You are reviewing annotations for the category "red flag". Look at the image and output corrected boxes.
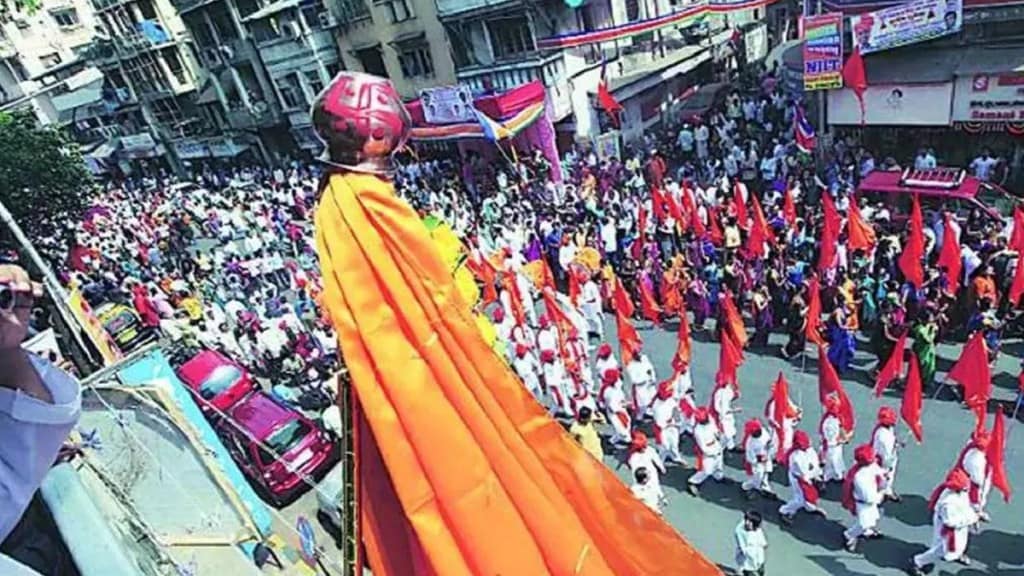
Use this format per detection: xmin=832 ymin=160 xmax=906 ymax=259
xmin=746 ymin=196 xmax=775 ymax=258
xmin=804 ymin=278 xmax=825 ymax=346
xmin=846 ymin=197 xmax=878 ymax=252
xmin=611 ymin=273 xmax=636 ymax=318
xmin=637 ymin=280 xmax=662 ymax=324
xmin=985 ymin=406 xmax=1013 ymax=502
xmin=818 ymin=346 xmax=856 ymax=431
xmin=650 ymin=188 xmax=667 ymax=222
xmin=843 ymin=46 xmax=867 ymax=126
xmin=946 ymin=330 xmax=992 ymax=424
xmin=1008 ymin=206 xmax=1024 ymax=252
xmin=673 ymin=304 xmax=691 ymax=366
xmin=782 ymin=188 xmax=797 ymax=229
xmin=632 ymin=206 xmax=647 ymax=260
xmin=715 ymin=330 xmax=743 ymax=385
xmin=818 ymin=192 xmax=843 ymax=273
xmin=1010 ymin=253 xmax=1024 ymax=306
xmin=719 ymin=291 xmax=748 ymax=347
xmin=899 ymin=194 xmax=925 ymax=288
xmin=899 ymin=353 xmax=925 ymax=444
xmin=708 ymin=208 xmax=725 ymax=246
xmin=874 ymin=334 xmax=906 ymax=398
xmin=615 ymin=311 xmax=642 ymax=366
xmin=732 ymin=180 xmax=748 ymax=229
xmin=937 ymin=213 xmax=964 ymax=296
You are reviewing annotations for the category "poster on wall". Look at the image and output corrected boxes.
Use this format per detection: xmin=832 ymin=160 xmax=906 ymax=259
xmin=420 ymin=85 xmax=476 ymax=124
xmin=800 ymin=14 xmax=843 ymax=90
xmin=850 ymin=0 xmax=964 ymax=54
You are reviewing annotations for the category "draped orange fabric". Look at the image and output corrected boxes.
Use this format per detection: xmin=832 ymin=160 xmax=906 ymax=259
xmin=316 ymin=173 xmax=720 ymax=576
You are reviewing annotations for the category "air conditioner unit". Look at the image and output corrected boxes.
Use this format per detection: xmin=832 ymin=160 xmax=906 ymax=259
xmin=316 ymin=12 xmax=338 ymax=28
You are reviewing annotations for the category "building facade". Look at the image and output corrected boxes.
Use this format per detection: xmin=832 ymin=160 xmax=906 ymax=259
xmin=334 ymin=0 xmax=457 ymax=99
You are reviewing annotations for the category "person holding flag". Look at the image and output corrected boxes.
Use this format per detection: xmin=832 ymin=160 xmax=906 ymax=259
xmin=842 ymin=444 xmax=885 ymax=552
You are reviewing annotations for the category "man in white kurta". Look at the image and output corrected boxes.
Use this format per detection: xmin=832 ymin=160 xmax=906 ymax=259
xmin=843 ymin=444 xmax=885 ymax=552
xmin=911 ymin=468 xmax=980 ymax=574
xmin=512 ymin=344 xmax=542 ymax=402
xmin=580 ymin=278 xmax=604 ymax=340
xmin=871 ymin=406 xmax=899 ymax=502
xmin=818 ymin=396 xmax=849 ymax=482
xmin=651 ymin=380 xmax=686 ymax=464
xmin=626 ymin=353 xmax=657 ymax=420
xmin=778 ymin=430 xmax=824 ymax=524
xmin=742 ymin=418 xmax=772 ymax=497
xmin=686 ymin=406 xmax=725 ymax=496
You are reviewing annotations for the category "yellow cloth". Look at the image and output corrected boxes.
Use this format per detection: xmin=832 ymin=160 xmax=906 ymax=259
xmin=316 ymin=173 xmax=720 ymax=576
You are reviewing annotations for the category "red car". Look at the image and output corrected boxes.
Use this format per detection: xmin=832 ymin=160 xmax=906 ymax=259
xmin=176 ymin=349 xmax=256 ymax=412
xmin=215 ymin=392 xmax=340 ymax=505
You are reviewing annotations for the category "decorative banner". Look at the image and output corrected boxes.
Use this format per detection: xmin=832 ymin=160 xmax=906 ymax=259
xmin=801 ymin=14 xmax=843 ymax=91
xmin=537 ymin=0 xmax=775 ymax=50
xmin=420 ymin=85 xmax=476 ymax=124
xmin=850 ymin=0 xmax=964 ymax=54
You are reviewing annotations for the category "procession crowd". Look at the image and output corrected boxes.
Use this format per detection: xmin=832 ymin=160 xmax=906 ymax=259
xmin=41 ymin=63 xmax=1024 ymax=574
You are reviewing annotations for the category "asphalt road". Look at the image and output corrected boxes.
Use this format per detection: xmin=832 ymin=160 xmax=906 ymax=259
xmin=593 ymin=321 xmax=1024 ymax=576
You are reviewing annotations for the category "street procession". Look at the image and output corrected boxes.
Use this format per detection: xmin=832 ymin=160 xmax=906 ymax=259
xmin=0 ymin=0 xmax=1024 ymax=576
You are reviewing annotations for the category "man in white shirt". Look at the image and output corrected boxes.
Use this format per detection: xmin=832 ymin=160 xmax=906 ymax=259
xmin=733 ymin=510 xmax=768 ymax=576
xmin=0 ymin=264 xmax=82 ymax=561
xmin=910 ymin=468 xmax=979 ymax=576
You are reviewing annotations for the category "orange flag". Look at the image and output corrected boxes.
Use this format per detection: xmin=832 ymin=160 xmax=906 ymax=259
xmin=936 ymin=212 xmax=964 ymax=296
xmin=611 ymin=273 xmax=636 ymax=318
xmin=719 ymin=291 xmax=748 ymax=348
xmin=804 ymin=278 xmax=825 ymax=346
xmin=899 ymin=194 xmax=925 ymax=288
xmin=673 ymin=304 xmax=691 ymax=366
xmin=946 ymin=330 xmax=992 ymax=424
xmin=782 ymin=188 xmax=797 ymax=229
xmin=715 ymin=330 xmax=743 ymax=385
xmin=615 ymin=312 xmax=642 ymax=366
xmin=818 ymin=340 xmax=856 ymax=431
xmin=846 ymin=197 xmax=878 ymax=252
xmin=899 ymin=353 xmax=925 ymax=444
xmin=874 ymin=333 xmax=906 ymax=398
xmin=985 ymin=406 xmax=1013 ymax=502
xmin=637 ymin=280 xmax=662 ymax=324
xmin=315 ymin=173 xmax=720 ymax=576
xmin=1010 ymin=252 xmax=1024 ymax=306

* What the exercise asks: Write every line of the records above as a JSON array of strings, one string per line and no entries for blank lines. Omit the pictures.

* Worked solution:
[
  "You are reviewing annotations for the category \"red flag\". Look at the image and output corrected boxes.",
  "Use this format per detection: xmin=832 ymin=160 xmax=906 ymax=259",
  "xmin=746 ymin=196 xmax=775 ymax=258",
  "xmin=804 ymin=278 xmax=825 ymax=346",
  "xmin=846 ymin=197 xmax=878 ymax=252",
  "xmin=611 ymin=273 xmax=636 ymax=318",
  "xmin=637 ymin=280 xmax=662 ymax=324",
  "xmin=985 ymin=406 xmax=1013 ymax=502",
  "xmin=818 ymin=346 xmax=856 ymax=431",
  "xmin=650 ymin=188 xmax=667 ymax=222",
  "xmin=843 ymin=46 xmax=867 ymax=126",
  "xmin=946 ymin=330 xmax=992 ymax=424",
  "xmin=1008 ymin=206 xmax=1024 ymax=252",
  "xmin=673 ymin=304 xmax=691 ymax=366",
  "xmin=782 ymin=188 xmax=797 ymax=229",
  "xmin=632 ymin=206 xmax=647 ymax=260",
  "xmin=715 ymin=330 xmax=743 ymax=385",
  "xmin=818 ymin=192 xmax=843 ymax=273",
  "xmin=1010 ymin=253 xmax=1024 ymax=306",
  "xmin=719 ymin=291 xmax=748 ymax=347",
  "xmin=899 ymin=194 xmax=925 ymax=288",
  "xmin=899 ymin=353 xmax=925 ymax=444",
  "xmin=708 ymin=208 xmax=725 ymax=246",
  "xmin=874 ymin=334 xmax=906 ymax=398",
  "xmin=615 ymin=311 xmax=642 ymax=366",
  "xmin=732 ymin=180 xmax=748 ymax=229",
  "xmin=937 ymin=213 xmax=964 ymax=296",
  "You are reviewing annotations for the category \"poster on wall\". Look at the image and output corrected boxes.",
  "Use this format per detection: xmin=832 ymin=160 xmax=906 ymax=259",
  "xmin=420 ymin=85 xmax=476 ymax=124",
  "xmin=800 ymin=14 xmax=843 ymax=90",
  "xmin=850 ymin=0 xmax=964 ymax=54",
  "You are reviewing annotations for the category \"draped orange fabric\". Look at the image and output corrected boxes.",
  "Use this format per detection: xmin=832 ymin=160 xmax=906 ymax=259",
  "xmin=316 ymin=173 xmax=720 ymax=576",
  "You are reviewing annotations for the category \"air conditioner unit\". Look at the image and output corrected boxes.",
  "Use this format per detection: xmin=832 ymin=160 xmax=906 ymax=259",
  "xmin=316 ymin=12 xmax=338 ymax=28",
  "You are reviewing annotations for the category \"building facade\". Look at the image and output corrected boxes.",
  "Use this format per detection: xmin=832 ymin=160 xmax=906 ymax=259",
  "xmin=334 ymin=0 xmax=457 ymax=99",
  "You are reviewing annotations for the category \"person holding flag\". Look at the image and output corrected boxes.",
  "Use this format per detection: xmin=832 ymin=160 xmax=906 ymax=259",
  "xmin=842 ymin=444 xmax=885 ymax=552",
  "You are reviewing annotations for the category \"man in white kurta\". Look at the image and output corrected boxes.",
  "Use this format per detection: xmin=832 ymin=160 xmax=906 ymax=259",
  "xmin=843 ymin=444 xmax=885 ymax=552",
  "xmin=911 ymin=468 xmax=980 ymax=574",
  "xmin=512 ymin=344 xmax=542 ymax=402",
  "xmin=580 ymin=278 xmax=604 ymax=340",
  "xmin=871 ymin=406 xmax=899 ymax=502",
  "xmin=818 ymin=396 xmax=849 ymax=482",
  "xmin=651 ymin=380 xmax=686 ymax=464",
  "xmin=626 ymin=353 xmax=657 ymax=420",
  "xmin=778 ymin=430 xmax=824 ymax=524",
  "xmin=742 ymin=418 xmax=772 ymax=497",
  "xmin=686 ymin=406 xmax=725 ymax=496",
  "You are reviewing annotations for the category \"yellow cloth\". Look at the image and output corrected boxes.",
  "Use this format per detection: xmin=832 ymin=160 xmax=906 ymax=259",
  "xmin=316 ymin=173 xmax=720 ymax=576",
  "You are reviewing annotations for the category \"red car\". Look at the image and output corrected boxes.",
  "Use this format per detection: xmin=832 ymin=160 xmax=906 ymax=259",
  "xmin=176 ymin=349 xmax=256 ymax=412",
  "xmin=215 ymin=392 xmax=340 ymax=505",
  "You are reviewing annotations for the category \"decorative banner\". Look at the image and output corrected boxes.",
  "Use this format per detection: xmin=832 ymin=160 xmax=906 ymax=259",
  "xmin=801 ymin=14 xmax=843 ymax=91",
  "xmin=537 ymin=0 xmax=775 ymax=50",
  "xmin=420 ymin=85 xmax=476 ymax=124",
  "xmin=850 ymin=0 xmax=964 ymax=54",
  "You are reviewing annotations for the category \"procession crowd\". Look at the image and output corrected boxes.",
  "Use this format per detection: xmin=832 ymin=160 xmax=906 ymax=259",
  "xmin=41 ymin=63 xmax=1024 ymax=574",
  "You are reviewing annotations for the category \"asphalt road\". Look at the image and output corrected boxes.",
  "Use this format per detection: xmin=832 ymin=160 xmax=906 ymax=259",
  "xmin=593 ymin=321 xmax=1024 ymax=576",
  "You are reviewing annotations for the category \"street procession\". Look at the image and output corrected boxes.",
  "Use this format per detection: xmin=832 ymin=160 xmax=906 ymax=259",
  "xmin=0 ymin=0 xmax=1024 ymax=576",
  "You are reviewing annotations for the category \"man in white shirt\". Look at the image and output corrected boxes.",
  "Use this format per detection: xmin=832 ymin=160 xmax=906 ymax=259",
  "xmin=733 ymin=510 xmax=768 ymax=576",
  "xmin=0 ymin=264 xmax=82 ymax=561",
  "xmin=910 ymin=468 xmax=979 ymax=576",
  "You are reviewing annotations for the category \"orange flag\". Look at the image and output corrected boxes.",
  "Use this format per detection: xmin=832 ymin=160 xmax=906 ymax=259",
  "xmin=936 ymin=212 xmax=964 ymax=296",
  "xmin=611 ymin=273 xmax=636 ymax=318",
  "xmin=719 ymin=291 xmax=748 ymax=348",
  "xmin=804 ymin=278 xmax=825 ymax=346",
  "xmin=899 ymin=194 xmax=925 ymax=288",
  "xmin=673 ymin=304 xmax=691 ymax=366",
  "xmin=946 ymin=330 xmax=992 ymax=424",
  "xmin=782 ymin=188 xmax=797 ymax=229",
  "xmin=715 ymin=330 xmax=743 ymax=385",
  "xmin=615 ymin=312 xmax=642 ymax=366",
  "xmin=818 ymin=340 xmax=856 ymax=431",
  "xmin=846 ymin=197 xmax=878 ymax=252",
  "xmin=899 ymin=353 xmax=925 ymax=444",
  "xmin=874 ymin=333 xmax=906 ymax=398",
  "xmin=985 ymin=406 xmax=1013 ymax=502",
  "xmin=637 ymin=280 xmax=662 ymax=324",
  "xmin=315 ymin=173 xmax=720 ymax=576",
  "xmin=1010 ymin=252 xmax=1024 ymax=306"
]